Task details:
Could you reproduce all of the records below word for word, without changing anything?

(Collected data)
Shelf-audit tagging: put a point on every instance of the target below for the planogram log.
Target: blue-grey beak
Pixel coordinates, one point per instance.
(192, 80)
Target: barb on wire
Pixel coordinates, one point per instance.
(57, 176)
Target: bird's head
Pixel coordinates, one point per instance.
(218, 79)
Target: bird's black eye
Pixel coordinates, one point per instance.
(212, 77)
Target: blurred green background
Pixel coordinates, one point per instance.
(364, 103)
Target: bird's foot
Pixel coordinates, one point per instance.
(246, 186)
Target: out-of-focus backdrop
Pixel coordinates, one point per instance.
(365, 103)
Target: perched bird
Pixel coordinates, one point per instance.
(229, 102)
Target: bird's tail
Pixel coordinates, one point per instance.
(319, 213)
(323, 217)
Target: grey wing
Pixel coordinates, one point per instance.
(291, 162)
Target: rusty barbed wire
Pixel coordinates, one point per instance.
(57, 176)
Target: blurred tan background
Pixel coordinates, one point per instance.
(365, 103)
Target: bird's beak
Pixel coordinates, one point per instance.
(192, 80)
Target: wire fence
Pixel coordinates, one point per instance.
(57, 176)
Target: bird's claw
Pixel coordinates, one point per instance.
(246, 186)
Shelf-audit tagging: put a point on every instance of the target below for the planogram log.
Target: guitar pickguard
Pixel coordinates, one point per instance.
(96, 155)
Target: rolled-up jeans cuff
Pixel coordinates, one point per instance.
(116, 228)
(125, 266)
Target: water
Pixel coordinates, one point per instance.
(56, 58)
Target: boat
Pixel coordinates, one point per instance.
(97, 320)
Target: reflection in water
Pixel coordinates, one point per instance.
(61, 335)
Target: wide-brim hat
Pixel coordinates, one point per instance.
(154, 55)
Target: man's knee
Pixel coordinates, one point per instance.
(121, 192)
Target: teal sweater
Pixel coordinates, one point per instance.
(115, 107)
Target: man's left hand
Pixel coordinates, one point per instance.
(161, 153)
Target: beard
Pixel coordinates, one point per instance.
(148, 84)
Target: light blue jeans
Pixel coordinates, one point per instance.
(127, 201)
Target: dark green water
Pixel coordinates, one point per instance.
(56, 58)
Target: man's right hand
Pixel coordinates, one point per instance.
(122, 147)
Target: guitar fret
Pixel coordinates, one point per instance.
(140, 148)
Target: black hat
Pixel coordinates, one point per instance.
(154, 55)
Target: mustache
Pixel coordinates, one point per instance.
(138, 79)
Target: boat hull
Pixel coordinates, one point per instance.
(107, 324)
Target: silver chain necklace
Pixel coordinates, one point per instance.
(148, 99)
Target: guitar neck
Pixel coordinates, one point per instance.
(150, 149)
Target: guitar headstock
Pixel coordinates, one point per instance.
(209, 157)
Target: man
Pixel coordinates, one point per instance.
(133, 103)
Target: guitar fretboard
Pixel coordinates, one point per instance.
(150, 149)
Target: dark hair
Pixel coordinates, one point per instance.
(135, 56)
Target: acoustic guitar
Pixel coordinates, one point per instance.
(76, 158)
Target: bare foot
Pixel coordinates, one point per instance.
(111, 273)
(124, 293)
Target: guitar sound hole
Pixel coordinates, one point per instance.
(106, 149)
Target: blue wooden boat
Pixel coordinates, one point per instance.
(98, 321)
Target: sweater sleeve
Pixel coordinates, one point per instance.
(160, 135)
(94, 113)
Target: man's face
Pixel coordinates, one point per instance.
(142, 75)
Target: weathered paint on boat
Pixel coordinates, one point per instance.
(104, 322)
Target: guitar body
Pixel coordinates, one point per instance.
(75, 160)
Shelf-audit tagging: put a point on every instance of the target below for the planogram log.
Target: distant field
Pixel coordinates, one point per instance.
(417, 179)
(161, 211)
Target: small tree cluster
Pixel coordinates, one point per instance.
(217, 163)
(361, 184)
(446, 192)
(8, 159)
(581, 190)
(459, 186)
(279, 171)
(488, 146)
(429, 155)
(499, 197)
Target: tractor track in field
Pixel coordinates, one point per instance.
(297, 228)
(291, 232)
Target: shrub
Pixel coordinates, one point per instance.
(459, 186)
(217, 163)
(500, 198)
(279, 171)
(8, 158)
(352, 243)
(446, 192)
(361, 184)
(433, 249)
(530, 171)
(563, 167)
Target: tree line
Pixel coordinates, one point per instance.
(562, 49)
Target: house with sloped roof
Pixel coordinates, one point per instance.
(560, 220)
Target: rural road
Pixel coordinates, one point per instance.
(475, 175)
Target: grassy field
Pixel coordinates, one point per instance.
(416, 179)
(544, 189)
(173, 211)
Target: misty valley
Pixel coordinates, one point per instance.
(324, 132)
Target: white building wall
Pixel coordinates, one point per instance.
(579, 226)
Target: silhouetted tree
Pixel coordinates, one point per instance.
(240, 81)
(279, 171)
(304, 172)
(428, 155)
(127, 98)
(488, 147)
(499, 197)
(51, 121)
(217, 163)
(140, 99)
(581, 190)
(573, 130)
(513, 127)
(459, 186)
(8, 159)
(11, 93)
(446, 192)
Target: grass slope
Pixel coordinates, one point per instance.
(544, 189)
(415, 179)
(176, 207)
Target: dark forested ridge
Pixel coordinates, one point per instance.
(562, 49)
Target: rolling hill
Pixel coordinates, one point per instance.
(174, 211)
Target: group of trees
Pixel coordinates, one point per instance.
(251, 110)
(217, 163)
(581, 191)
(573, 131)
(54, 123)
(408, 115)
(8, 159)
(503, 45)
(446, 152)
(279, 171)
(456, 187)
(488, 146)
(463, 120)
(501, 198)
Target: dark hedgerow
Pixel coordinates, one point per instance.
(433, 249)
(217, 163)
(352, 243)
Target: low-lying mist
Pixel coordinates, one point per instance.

Correct result:
Shelf-audit tagging: put a point on every instance of the target below for the planogram log.
Target: blue-grey beak
Pixel coordinates, one point per instance.
(192, 80)
Target: barb on wire
Pixel coordinates, one point per instance.
(57, 176)
Target: bird's head
Pixel coordinates, one point per instance.
(218, 79)
Target: bird's black eye
Pixel coordinates, one point per instance.
(212, 77)
Target: blurred green background
Pixel coordinates, one point per instance.
(364, 103)
Target: bird's foot
Pixel coordinates, one point per instance.
(246, 186)
Target: out-of-focus backdrop
Pixel coordinates, one point per instance.
(365, 103)
Target: perched bird
Pixel coordinates, one point per instance.
(229, 102)
Target: bird's tail
Pixel coordinates, one point per instance.
(319, 213)
(323, 217)
Target: grey wing
Pixel coordinates, one point per instance.
(291, 162)
Target: rusty barbed wire
Pixel coordinates, one point per instance.
(57, 176)
Target: blurred tan background
Pixel coordinates, one point per instance.
(365, 103)
Target: bird's beak
Pixel coordinates, one point per instance.
(192, 80)
Target: wire fence
Pixel coordinates, one point per instance.
(57, 176)
Target: bird's claw
Pixel coordinates, one point per instance.
(246, 186)
Shelf-audit tagging: put a point on every instance of the target below for the planogram log.
Target: guitar pickguard
Pixel coordinates, one point per instance.
(96, 155)
Target: rolled-up jeans cuff
Pixel coordinates, one point per instance.
(116, 228)
(125, 266)
Target: water
Pixel coordinates, one point per instance.
(56, 58)
Target: boat
Pixel coordinates, one point per instance.
(97, 320)
Target: reflection in water
Pixel coordinates, one point per instance.
(61, 335)
Target: wide-brim hat
Pixel coordinates, one point per instance.
(154, 55)
Target: man's knee
Pixel coordinates, one point per instance.
(121, 192)
Target: teal sweater
Pixel coordinates, one point per instance.
(115, 107)
Target: man's left hand
Pixel coordinates, one point per instance.
(161, 153)
Target: beard
Pixel coordinates, one point per instance.
(148, 84)
Target: light blue jeans
Pixel coordinates, one point per instance.
(127, 201)
Target: dark green water
Pixel coordinates, one point per instance.
(56, 58)
Target: man's right hand
Pixel coordinates, one point per instance.
(122, 147)
Target: guitar fret
Pixel coordinates, one point per instance.
(140, 148)
Target: black hat
Pixel coordinates, one point per instance.
(154, 55)
Target: mustache
Pixel coordinates, one point per instance.
(138, 79)
Target: boat hull
Pixel coordinates, one point per instance.
(107, 324)
Target: silver chain necklace
Pixel coordinates, one point per instance.
(148, 99)
Target: guitar neck
Pixel coordinates, one point per instance.
(150, 149)
Target: guitar headstock
Pixel coordinates, one point per instance.
(209, 157)
Target: man
Pixel coordinates, one point per instance.
(133, 103)
Target: guitar fretboard
Pixel coordinates, one point per instance.
(150, 149)
Target: dark hair
Pixel coordinates, one point per instance.
(135, 56)
Target: acoustic guitar
Pixel coordinates, one point per instance.
(76, 158)
Target: bare foot
Pixel coordinates, one point per instance.
(111, 273)
(124, 293)
Target: guitar sound hole
Pixel coordinates, one point per instance.
(106, 149)
Target: blue wooden boat
Pixel coordinates, one point per instance.
(98, 321)
Target: sweater sleeve
Pixel coordinates, one point per instance.
(160, 135)
(94, 113)
Target: man's face
Pixel coordinates, one point per instance.
(142, 75)
Target: weathered paint on boat
Pixel coordinates, one point per instance.
(104, 322)
Target: guitar body
Pixel coordinates, one point per instance.
(75, 160)
Shelf-audit tagging: put a point on every instance of the target below for the planogram log.
Target: distant field
Pixel coordinates, one point per instance.
(417, 179)
(161, 211)
Target: small tree cluster
Pixel coordinates, one point per instance.
(217, 163)
(361, 184)
(446, 192)
(8, 159)
(581, 190)
(459, 186)
(279, 171)
(488, 146)
(429, 155)
(499, 197)
Target: tractor track in field
Pixel coordinates, one point per instance.
(297, 228)
(291, 232)
Target: shrub
Pixel coordinates, one point per instance.
(459, 186)
(217, 163)
(500, 198)
(279, 171)
(8, 158)
(352, 243)
(446, 192)
(361, 184)
(433, 249)
(530, 171)
(563, 167)
Target: tree line
Pixel coordinates, one point per instance.
(562, 49)
Target: house with sloped roof
Pixel coordinates, one point per instance.
(560, 220)
Target: rural road
Pixel coordinates, one point per instance.
(475, 175)
Target: grassy field
Pixel coordinates, one point per instance.
(416, 179)
(544, 189)
(173, 211)
Target: misty valley
Pixel coordinates, one point per instance.
(324, 132)
Target: white building wall
Pixel coordinates, one point per instance.
(579, 226)
Target: silhouetted tree
Pixel coordinates, one point per instance.
(240, 81)
(279, 171)
(304, 172)
(428, 155)
(127, 98)
(488, 147)
(499, 197)
(51, 121)
(217, 163)
(140, 99)
(581, 190)
(573, 130)
(513, 127)
(459, 186)
(8, 159)
(11, 93)
(446, 192)
Target: grass slope
Pixel coordinates, one point per instance.
(544, 189)
(415, 179)
(176, 207)
Target: dark forested ridge
Pixel coordinates, one point per instance.
(562, 49)
Target: rolling hill
Pixel coordinates, one point per instance.
(174, 211)
Target: group of trees
Pixel coordinates, one point per instance.
(251, 110)
(217, 163)
(581, 191)
(573, 131)
(54, 123)
(408, 115)
(8, 159)
(503, 45)
(446, 152)
(279, 171)
(456, 187)
(488, 146)
(463, 120)
(501, 198)
Target: dark hedgerow
Pixel coordinates, one point per instance.
(433, 249)
(217, 163)
(352, 243)
Target: low-lying mist
Pixel coordinates, one point per instance.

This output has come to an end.